_Stated task_: Can you update the entries starting at the line containing "the gray pants" and ending at the line containing "<point>207,76</point>" by rewriting them with "gray pants" changed to "dark trousers" and nothing else altered?

[START Input]

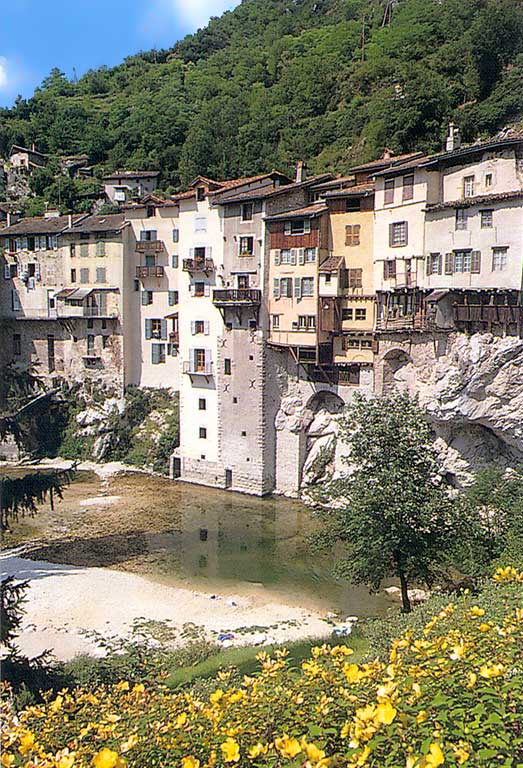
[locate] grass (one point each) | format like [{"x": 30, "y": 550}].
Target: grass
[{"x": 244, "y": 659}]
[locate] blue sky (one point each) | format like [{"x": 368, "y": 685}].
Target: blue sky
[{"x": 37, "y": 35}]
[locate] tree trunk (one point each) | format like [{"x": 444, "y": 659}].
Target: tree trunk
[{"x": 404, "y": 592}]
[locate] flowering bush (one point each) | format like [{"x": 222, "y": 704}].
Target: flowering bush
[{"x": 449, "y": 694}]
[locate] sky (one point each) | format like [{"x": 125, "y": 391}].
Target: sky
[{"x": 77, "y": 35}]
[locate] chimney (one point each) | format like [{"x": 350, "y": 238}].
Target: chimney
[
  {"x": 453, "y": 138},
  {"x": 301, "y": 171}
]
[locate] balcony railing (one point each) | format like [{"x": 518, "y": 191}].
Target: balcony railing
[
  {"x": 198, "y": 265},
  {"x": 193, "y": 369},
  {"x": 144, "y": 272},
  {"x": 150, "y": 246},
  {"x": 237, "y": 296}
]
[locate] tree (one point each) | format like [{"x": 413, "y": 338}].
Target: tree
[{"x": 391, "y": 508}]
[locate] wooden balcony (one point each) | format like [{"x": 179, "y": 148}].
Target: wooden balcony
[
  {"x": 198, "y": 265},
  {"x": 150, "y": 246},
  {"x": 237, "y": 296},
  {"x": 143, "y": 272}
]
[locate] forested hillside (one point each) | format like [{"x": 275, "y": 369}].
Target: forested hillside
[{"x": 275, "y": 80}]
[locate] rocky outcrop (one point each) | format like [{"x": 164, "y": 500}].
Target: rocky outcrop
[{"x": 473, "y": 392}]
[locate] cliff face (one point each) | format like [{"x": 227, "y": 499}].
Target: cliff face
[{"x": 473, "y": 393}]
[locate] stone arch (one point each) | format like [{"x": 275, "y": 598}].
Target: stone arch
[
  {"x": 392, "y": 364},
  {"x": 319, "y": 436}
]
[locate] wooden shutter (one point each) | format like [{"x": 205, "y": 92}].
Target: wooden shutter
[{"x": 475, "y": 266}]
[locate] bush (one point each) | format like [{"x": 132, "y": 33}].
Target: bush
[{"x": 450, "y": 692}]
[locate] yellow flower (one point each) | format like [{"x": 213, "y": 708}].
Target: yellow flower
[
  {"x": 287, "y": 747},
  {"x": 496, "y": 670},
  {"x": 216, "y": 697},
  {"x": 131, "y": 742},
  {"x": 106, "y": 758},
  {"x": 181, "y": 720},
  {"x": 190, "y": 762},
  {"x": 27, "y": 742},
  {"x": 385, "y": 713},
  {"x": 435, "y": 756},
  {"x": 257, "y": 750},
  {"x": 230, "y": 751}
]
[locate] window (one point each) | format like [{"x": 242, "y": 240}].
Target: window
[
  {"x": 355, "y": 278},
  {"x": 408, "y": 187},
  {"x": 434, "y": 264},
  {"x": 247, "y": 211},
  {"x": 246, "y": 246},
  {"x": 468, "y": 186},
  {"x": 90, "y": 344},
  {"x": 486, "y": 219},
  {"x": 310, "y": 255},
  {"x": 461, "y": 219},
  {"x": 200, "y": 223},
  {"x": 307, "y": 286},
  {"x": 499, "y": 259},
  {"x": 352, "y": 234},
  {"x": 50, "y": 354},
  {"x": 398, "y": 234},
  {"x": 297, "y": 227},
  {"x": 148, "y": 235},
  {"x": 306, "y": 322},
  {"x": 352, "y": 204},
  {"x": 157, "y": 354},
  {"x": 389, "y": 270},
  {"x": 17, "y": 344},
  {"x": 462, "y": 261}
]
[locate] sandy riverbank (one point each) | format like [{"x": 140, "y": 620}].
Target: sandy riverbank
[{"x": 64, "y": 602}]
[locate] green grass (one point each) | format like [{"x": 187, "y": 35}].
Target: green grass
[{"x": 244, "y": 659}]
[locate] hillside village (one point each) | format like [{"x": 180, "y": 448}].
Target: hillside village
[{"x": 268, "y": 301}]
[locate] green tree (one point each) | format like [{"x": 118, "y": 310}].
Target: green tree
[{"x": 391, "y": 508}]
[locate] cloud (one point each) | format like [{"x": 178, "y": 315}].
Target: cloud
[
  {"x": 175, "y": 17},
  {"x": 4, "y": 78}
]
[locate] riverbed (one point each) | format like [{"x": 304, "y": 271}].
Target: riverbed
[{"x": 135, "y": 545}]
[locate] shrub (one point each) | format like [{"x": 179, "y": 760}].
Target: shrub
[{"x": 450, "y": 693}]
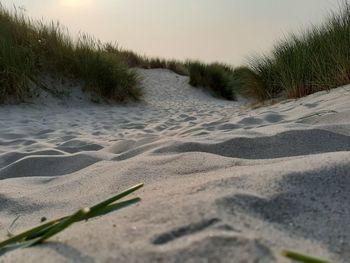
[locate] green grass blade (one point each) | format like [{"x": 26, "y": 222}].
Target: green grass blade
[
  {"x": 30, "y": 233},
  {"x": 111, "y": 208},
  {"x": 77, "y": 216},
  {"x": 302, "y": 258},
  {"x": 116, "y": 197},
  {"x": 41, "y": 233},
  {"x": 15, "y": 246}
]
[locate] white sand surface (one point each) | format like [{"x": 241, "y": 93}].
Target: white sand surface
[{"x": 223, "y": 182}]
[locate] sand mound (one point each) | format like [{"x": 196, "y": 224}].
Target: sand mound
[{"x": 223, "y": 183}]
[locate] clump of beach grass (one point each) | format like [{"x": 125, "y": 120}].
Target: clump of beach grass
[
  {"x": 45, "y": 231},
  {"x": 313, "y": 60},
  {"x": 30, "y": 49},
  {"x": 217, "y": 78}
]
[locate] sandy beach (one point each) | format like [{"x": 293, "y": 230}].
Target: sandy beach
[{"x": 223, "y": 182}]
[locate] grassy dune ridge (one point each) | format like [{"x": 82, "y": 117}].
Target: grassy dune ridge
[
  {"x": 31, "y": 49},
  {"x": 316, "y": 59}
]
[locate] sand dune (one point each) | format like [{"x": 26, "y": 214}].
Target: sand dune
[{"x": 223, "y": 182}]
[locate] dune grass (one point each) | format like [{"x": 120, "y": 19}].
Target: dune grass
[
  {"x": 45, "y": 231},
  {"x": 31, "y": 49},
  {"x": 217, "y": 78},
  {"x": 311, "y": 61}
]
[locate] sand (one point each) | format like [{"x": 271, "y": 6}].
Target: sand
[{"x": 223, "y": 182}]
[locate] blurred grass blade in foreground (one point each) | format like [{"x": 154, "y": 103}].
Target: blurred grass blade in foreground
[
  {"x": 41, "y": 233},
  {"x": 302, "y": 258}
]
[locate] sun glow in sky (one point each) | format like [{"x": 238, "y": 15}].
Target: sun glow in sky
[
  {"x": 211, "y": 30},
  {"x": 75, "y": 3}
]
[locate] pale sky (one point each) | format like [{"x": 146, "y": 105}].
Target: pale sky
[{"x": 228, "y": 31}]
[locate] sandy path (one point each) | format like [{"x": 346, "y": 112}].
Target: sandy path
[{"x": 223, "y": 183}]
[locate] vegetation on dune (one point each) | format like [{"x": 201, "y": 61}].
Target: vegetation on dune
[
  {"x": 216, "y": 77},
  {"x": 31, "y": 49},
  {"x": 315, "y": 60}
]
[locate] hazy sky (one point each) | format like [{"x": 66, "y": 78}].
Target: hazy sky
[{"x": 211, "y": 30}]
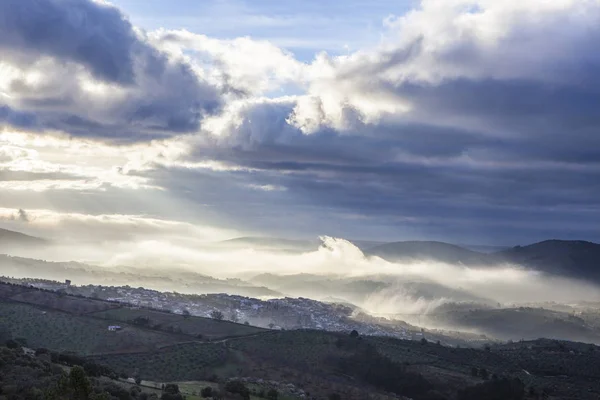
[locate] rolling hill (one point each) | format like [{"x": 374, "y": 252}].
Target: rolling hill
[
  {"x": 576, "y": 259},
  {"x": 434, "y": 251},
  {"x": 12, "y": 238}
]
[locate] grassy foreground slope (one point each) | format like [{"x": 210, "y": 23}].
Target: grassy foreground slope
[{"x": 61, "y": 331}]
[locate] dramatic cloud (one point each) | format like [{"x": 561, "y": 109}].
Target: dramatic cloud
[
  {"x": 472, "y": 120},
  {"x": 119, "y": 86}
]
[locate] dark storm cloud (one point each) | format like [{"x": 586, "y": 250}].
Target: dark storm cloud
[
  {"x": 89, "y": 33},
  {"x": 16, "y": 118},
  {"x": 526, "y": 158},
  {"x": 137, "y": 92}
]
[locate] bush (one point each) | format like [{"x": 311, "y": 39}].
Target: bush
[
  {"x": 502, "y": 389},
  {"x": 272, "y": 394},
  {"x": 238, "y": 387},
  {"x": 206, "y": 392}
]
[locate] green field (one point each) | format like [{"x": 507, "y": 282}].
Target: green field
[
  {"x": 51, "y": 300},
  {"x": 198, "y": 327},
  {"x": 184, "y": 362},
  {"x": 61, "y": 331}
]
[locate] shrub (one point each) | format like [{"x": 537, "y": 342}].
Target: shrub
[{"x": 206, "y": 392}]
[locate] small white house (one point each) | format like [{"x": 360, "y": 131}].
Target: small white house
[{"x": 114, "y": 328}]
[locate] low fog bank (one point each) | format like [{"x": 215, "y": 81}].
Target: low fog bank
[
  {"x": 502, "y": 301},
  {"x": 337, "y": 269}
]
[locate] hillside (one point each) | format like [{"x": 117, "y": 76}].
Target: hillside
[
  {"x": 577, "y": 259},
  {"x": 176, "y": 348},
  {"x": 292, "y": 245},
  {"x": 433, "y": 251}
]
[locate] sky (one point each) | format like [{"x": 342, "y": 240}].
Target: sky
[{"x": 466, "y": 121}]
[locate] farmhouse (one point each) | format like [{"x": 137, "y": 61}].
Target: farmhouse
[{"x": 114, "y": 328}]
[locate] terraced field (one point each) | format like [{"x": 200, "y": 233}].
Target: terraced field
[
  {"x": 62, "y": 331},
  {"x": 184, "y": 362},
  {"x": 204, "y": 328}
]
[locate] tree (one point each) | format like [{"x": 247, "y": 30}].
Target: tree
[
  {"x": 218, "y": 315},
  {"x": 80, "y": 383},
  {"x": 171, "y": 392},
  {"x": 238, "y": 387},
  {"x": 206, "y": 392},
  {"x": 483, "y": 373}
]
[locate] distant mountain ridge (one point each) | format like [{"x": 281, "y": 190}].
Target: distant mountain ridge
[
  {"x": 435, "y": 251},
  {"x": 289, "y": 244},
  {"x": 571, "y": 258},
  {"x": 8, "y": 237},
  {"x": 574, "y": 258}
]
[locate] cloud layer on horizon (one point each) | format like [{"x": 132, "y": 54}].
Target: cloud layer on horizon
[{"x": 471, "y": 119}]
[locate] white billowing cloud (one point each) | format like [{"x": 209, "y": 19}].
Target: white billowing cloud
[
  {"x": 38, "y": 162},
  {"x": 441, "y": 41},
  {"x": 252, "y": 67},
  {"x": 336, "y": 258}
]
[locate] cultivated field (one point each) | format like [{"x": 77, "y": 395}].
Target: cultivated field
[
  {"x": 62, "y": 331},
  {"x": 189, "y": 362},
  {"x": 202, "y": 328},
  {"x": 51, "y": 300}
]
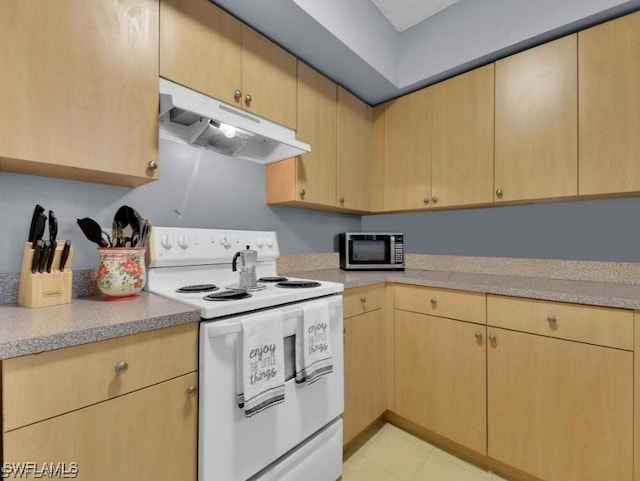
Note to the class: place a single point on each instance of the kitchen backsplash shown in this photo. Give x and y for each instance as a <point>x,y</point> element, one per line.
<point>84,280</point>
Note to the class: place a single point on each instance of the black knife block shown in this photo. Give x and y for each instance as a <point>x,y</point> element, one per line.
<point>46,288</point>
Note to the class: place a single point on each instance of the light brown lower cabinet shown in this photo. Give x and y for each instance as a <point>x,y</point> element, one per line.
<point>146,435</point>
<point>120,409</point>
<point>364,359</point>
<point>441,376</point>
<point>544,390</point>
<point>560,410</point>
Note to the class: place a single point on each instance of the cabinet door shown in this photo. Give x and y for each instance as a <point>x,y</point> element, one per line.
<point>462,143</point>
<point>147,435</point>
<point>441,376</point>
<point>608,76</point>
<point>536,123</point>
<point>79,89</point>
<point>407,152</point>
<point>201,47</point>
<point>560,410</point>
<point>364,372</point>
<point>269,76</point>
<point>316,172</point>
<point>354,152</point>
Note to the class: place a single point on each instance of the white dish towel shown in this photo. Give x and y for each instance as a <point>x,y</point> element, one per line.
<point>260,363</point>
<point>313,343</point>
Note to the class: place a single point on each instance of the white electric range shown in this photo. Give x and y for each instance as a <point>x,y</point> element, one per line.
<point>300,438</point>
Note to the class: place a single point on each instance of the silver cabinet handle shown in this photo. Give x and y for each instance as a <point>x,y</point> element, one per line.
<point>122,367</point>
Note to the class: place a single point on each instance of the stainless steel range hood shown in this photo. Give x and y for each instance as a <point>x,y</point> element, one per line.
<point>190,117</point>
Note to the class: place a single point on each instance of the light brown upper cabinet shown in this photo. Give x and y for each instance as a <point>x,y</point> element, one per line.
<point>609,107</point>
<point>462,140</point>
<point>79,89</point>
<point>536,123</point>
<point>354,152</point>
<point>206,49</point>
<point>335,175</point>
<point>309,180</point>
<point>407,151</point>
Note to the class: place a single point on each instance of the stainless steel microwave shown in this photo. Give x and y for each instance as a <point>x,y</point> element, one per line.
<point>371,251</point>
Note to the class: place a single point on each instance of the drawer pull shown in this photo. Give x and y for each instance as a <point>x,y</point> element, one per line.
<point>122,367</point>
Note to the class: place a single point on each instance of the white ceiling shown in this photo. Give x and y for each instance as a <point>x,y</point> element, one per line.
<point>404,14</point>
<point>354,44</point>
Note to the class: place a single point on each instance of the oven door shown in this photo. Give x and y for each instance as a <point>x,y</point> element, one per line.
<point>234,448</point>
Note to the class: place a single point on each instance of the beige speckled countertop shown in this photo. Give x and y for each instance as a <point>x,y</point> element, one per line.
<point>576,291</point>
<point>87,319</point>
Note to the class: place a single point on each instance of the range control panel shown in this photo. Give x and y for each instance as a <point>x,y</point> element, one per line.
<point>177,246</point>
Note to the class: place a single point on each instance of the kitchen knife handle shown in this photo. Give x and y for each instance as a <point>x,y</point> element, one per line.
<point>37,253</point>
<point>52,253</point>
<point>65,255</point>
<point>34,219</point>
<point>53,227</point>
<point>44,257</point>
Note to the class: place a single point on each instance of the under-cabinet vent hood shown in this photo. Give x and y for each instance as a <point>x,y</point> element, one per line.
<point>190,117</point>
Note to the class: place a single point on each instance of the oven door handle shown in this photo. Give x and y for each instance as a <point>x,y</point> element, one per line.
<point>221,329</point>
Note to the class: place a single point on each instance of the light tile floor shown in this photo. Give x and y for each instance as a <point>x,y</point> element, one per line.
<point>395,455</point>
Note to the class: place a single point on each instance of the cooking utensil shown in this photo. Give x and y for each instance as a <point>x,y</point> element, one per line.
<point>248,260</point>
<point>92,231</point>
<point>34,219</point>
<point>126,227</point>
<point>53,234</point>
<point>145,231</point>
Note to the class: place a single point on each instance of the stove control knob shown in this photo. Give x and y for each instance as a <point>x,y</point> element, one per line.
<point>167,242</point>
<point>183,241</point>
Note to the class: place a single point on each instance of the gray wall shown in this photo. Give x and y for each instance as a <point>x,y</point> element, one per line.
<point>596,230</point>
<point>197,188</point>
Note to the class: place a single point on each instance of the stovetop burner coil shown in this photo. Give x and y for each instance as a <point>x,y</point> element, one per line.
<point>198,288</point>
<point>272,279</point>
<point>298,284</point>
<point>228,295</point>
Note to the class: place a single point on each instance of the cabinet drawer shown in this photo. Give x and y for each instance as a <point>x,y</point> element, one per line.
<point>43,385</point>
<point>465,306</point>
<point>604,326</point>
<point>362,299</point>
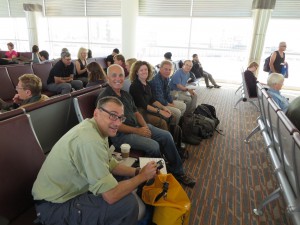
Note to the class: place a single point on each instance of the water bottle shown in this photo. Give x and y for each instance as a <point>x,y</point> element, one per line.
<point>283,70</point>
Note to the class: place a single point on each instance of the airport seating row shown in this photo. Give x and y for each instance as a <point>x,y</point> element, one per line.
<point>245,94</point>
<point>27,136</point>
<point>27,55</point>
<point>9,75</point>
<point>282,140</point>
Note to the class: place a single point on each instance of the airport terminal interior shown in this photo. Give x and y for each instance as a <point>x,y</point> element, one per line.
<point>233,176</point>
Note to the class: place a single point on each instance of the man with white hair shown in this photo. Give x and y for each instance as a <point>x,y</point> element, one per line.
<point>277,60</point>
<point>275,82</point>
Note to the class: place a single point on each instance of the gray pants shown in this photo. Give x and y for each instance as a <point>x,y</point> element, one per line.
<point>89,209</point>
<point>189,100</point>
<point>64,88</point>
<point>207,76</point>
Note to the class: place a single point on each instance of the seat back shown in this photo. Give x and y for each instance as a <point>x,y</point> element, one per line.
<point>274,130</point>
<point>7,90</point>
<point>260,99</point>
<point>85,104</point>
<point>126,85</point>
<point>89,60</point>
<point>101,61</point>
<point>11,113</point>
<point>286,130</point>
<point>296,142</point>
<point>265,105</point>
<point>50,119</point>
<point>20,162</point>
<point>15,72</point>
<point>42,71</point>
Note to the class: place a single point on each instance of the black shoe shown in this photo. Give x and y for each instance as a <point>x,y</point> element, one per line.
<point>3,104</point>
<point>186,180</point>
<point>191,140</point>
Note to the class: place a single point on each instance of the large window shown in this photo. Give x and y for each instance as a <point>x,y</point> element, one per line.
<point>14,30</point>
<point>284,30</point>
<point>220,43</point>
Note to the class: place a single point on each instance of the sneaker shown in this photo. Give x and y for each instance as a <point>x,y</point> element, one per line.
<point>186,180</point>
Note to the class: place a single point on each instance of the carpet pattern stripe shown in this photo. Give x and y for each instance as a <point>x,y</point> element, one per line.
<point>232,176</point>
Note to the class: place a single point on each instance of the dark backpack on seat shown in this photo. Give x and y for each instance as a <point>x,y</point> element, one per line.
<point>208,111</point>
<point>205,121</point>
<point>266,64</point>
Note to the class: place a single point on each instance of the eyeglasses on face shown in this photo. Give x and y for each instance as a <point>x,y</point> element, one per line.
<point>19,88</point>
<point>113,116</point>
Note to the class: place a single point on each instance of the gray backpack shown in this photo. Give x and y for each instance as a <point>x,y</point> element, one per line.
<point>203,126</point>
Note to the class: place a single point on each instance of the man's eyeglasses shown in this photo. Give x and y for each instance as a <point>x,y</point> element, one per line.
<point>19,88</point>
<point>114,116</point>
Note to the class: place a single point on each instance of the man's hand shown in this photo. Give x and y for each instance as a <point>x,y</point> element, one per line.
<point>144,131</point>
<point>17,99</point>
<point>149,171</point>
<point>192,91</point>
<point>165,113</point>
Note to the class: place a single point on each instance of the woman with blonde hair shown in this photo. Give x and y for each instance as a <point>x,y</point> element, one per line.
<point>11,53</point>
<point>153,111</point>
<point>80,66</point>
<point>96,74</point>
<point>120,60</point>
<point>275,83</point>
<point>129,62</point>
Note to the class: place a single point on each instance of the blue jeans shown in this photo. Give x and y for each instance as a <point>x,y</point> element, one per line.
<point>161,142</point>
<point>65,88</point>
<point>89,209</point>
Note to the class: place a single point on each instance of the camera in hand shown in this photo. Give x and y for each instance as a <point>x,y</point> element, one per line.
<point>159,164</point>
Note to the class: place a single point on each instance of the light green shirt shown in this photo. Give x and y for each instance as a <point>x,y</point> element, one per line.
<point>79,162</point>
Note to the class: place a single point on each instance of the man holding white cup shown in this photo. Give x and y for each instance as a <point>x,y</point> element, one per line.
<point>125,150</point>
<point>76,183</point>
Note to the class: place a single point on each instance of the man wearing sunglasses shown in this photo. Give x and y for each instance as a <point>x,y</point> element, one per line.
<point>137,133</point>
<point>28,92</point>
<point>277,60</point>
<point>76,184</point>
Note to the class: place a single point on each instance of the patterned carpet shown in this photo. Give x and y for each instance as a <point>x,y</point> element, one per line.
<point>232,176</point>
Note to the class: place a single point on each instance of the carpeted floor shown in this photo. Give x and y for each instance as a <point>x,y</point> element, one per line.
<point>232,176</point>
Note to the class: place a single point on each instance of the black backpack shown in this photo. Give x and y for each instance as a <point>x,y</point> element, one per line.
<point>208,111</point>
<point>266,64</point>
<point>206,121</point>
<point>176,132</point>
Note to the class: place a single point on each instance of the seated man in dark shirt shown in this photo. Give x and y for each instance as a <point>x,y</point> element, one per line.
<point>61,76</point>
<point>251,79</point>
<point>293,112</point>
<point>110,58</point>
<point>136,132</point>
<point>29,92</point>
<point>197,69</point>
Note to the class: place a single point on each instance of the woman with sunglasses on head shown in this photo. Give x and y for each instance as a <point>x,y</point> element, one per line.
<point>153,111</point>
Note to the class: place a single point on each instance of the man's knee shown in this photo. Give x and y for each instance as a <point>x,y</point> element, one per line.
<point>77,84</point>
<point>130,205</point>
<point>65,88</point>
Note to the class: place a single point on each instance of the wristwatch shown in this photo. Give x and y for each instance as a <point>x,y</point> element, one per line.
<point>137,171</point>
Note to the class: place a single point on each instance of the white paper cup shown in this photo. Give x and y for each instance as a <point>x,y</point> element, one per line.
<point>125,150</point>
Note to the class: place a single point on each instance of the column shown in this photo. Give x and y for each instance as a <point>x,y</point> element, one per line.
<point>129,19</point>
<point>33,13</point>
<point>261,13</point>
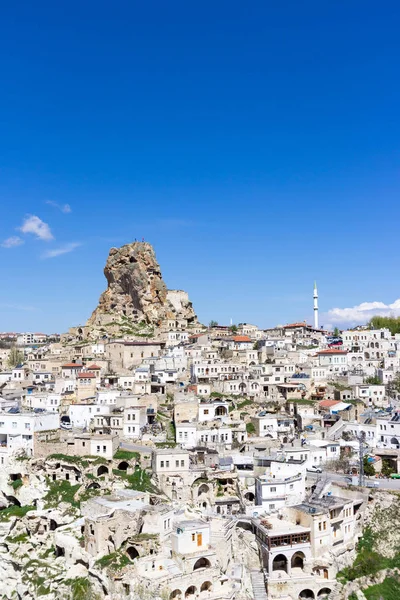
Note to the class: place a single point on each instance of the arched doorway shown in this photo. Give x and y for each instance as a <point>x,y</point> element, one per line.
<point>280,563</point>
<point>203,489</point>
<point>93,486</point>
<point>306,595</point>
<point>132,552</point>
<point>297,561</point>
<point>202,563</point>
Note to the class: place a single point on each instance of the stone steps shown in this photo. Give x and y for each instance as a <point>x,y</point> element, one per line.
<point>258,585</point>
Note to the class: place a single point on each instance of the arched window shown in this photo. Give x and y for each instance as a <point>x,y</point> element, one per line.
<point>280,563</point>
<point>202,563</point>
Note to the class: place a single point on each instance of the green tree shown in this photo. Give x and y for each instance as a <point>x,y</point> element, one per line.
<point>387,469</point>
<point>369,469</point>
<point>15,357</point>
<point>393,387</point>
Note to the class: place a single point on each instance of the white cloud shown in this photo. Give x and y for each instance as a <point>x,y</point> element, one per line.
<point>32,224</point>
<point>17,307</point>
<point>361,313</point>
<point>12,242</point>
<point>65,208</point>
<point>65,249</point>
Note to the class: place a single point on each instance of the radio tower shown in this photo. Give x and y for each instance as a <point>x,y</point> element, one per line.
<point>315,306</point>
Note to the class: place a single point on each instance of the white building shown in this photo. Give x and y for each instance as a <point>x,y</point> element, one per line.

[END Input]

_Answer_:
Note to the class: place a single point on each instance of the dark trousers shown in this photo. Give x and y for each instance as a <point>x,y</point> element, one per line.
<point>89,209</point>
<point>189,100</point>
<point>64,88</point>
<point>207,76</point>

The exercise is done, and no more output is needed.